Arrange as a Markdown table with the columns Row and Line the lines below, starting at the line that contains "Category under review: walking" and ending at the line that contains "[537,448,947,861]", both included. Number each row, and leave out blank lines.

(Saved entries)
###

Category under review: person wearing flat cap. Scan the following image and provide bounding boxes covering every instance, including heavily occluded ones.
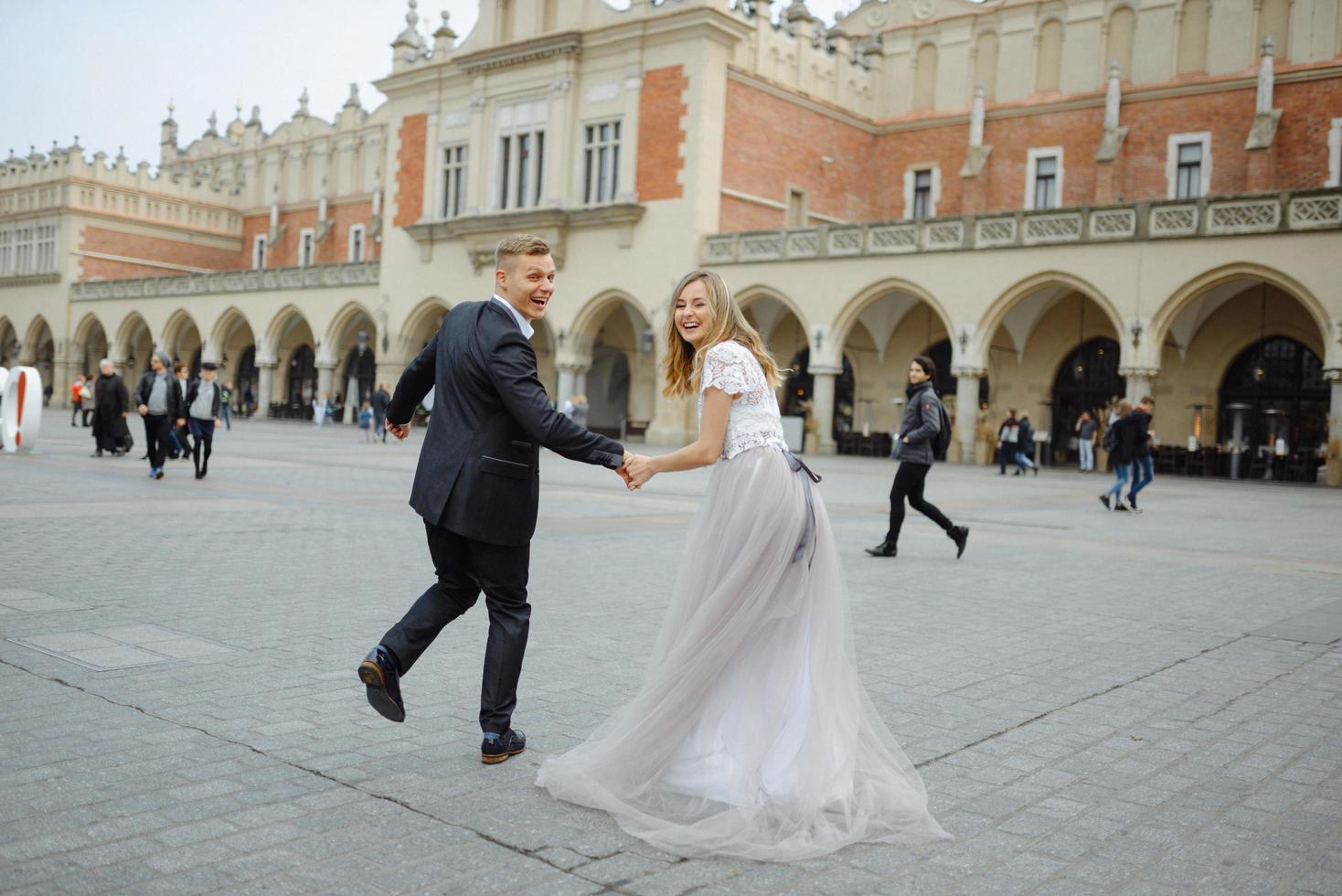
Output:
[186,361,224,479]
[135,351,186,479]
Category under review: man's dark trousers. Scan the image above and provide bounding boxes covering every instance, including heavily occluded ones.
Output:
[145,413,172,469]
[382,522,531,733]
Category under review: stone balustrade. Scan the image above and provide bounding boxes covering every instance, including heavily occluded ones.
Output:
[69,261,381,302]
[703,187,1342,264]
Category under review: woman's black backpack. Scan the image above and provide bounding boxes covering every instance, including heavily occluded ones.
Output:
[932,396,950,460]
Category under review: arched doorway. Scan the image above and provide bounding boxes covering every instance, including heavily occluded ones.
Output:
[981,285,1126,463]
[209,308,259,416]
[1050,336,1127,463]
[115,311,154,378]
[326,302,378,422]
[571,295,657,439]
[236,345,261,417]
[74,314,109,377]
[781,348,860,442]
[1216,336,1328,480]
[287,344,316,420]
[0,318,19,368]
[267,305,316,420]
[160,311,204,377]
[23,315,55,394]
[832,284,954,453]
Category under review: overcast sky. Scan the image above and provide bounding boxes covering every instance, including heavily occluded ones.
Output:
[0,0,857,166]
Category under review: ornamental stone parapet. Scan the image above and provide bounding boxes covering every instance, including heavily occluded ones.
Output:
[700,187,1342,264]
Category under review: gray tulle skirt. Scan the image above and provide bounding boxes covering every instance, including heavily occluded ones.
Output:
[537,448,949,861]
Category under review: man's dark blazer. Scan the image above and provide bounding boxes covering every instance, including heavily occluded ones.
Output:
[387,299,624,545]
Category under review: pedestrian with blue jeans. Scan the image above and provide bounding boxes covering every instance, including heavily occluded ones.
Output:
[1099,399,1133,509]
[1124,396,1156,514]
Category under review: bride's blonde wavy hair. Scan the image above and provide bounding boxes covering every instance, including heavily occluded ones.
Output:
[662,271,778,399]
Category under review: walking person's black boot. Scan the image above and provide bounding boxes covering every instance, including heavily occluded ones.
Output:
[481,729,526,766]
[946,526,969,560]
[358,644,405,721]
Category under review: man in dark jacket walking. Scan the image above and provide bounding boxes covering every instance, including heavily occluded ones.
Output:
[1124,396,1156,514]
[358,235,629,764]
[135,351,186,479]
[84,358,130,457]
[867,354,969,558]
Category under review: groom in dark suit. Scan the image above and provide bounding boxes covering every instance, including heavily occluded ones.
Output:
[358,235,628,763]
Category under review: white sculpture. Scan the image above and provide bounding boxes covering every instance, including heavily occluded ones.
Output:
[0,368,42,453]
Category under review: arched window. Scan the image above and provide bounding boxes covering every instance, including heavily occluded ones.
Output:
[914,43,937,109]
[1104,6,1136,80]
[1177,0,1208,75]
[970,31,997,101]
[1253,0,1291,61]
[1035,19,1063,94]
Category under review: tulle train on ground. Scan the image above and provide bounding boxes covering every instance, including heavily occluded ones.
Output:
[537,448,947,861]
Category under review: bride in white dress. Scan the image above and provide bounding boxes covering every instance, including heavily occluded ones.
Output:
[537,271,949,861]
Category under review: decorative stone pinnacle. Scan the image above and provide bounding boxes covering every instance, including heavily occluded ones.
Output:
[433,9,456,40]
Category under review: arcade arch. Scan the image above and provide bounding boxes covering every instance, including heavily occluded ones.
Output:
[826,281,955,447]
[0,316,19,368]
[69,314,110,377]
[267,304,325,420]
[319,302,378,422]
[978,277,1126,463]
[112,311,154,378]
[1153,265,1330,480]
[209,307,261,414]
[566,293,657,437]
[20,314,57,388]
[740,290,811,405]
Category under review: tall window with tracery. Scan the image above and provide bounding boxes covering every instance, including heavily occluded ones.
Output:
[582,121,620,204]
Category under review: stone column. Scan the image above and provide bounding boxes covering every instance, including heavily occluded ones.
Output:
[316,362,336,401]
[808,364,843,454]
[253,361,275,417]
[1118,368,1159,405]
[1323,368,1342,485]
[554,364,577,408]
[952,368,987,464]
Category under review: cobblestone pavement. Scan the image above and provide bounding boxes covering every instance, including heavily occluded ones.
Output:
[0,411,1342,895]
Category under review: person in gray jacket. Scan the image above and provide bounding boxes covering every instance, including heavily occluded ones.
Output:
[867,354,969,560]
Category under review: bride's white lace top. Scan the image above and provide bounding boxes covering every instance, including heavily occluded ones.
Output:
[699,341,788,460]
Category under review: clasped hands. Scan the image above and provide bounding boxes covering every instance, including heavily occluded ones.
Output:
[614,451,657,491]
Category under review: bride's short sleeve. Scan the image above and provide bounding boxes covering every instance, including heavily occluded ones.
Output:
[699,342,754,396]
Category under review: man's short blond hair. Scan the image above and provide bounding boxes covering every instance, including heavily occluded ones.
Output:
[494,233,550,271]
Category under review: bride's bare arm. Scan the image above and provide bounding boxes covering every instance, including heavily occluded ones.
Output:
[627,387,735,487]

###

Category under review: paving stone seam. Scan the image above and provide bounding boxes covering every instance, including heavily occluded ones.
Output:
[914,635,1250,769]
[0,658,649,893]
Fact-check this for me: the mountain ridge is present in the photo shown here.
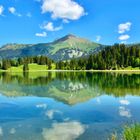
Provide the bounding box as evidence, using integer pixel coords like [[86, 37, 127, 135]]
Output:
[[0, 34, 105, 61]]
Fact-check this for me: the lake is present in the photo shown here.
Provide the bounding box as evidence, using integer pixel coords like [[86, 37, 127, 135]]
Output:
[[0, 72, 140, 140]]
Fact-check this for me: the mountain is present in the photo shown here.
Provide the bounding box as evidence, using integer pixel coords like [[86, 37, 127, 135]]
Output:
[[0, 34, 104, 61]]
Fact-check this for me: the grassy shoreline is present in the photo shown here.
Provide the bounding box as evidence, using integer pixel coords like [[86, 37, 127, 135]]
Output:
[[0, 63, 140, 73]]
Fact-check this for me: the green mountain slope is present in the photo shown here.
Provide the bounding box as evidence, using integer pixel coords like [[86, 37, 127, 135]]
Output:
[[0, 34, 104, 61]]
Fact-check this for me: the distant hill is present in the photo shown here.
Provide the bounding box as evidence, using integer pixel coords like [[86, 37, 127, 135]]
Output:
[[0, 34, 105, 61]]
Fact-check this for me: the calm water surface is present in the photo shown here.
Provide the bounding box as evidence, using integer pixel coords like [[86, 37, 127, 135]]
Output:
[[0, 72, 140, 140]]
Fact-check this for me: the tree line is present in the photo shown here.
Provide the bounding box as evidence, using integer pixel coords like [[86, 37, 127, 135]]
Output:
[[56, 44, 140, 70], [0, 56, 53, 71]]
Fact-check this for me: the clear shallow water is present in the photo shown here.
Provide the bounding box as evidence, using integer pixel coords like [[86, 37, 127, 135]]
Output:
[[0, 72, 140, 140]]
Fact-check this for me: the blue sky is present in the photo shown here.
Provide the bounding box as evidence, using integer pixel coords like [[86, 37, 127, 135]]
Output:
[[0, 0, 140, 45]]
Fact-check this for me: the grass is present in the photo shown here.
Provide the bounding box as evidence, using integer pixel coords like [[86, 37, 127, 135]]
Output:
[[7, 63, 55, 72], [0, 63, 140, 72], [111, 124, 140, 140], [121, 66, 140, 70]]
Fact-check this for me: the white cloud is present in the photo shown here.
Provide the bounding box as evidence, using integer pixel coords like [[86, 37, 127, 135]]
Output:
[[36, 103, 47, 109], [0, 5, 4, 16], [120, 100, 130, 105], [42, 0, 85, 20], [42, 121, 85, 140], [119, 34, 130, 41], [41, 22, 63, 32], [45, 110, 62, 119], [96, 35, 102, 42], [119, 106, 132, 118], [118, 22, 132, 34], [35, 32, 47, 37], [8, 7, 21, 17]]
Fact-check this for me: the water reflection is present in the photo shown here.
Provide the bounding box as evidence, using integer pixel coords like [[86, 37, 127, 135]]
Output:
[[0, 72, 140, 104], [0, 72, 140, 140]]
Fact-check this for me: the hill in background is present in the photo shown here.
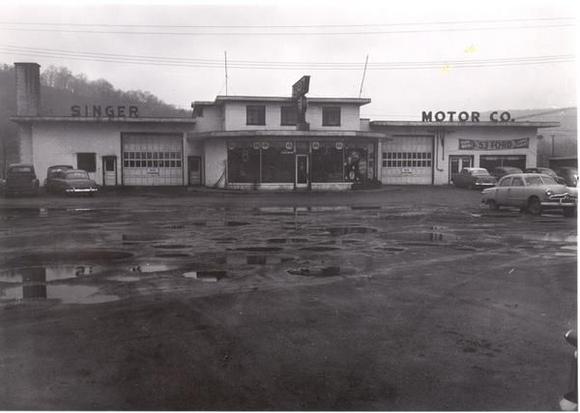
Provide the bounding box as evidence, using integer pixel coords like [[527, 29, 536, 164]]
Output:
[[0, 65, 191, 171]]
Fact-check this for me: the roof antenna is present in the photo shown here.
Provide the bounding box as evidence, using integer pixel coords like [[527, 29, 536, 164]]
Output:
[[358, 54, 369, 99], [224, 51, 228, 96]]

###

● **Finished exercise**
| Row | Line |
|---|---|
| 1 | Category under review: walking person's black boot. Scan the image above and provide bounding boxes covering every instance, including heavily occluded ones. |
| 2 | Output: |
| 3 | [481,729,526,766] |
| 4 | [946,526,969,560] |
| 5 | [358,644,405,721] |
| 6 | Category under review: man in dark jacket walking. Scan the image above and provide bounding boxes covering every instance, including heavily occluded ones. |
| 7 | Output: |
| 8 | [1124,396,1156,514] |
| 9 | [358,235,629,764] |
| 10 | [135,351,186,479] |
| 11 | [84,358,130,457] |
| 12 | [867,354,969,558] |
| 13 | Category under review: groom in dark suit. Scan the image above and provide bounding boxes covering every instance, including heavily occluded ones. |
| 14 | Output: |
| 15 | [358,235,628,763] |
| 16 | Category under review: white sculpture. Scan the image above and provide bounding boxes covering every instance, including heavily occluded ones. |
| 17 | Output: |
| 18 | [0,368,42,453] |
| 19 | Category under review: arched window. Scan the image above and provide bounding boxes covering every instance, including heavily occluded ones. |
| 20 | Output: |
| 21 | [914,43,937,109] |
| 22 | [1104,6,1136,80] |
| 23 | [1177,0,1208,75] |
| 24 | [970,31,997,101] |
| 25 | [1253,0,1291,61] |
| 26 | [1035,19,1063,94] |
| 27 | Category under review: tulle train on ground. Scan the image above and provide bounding boxes covering every instance, including heavily occluded ones. |
| 28 | Output: |
| 29 | [537,448,947,861] |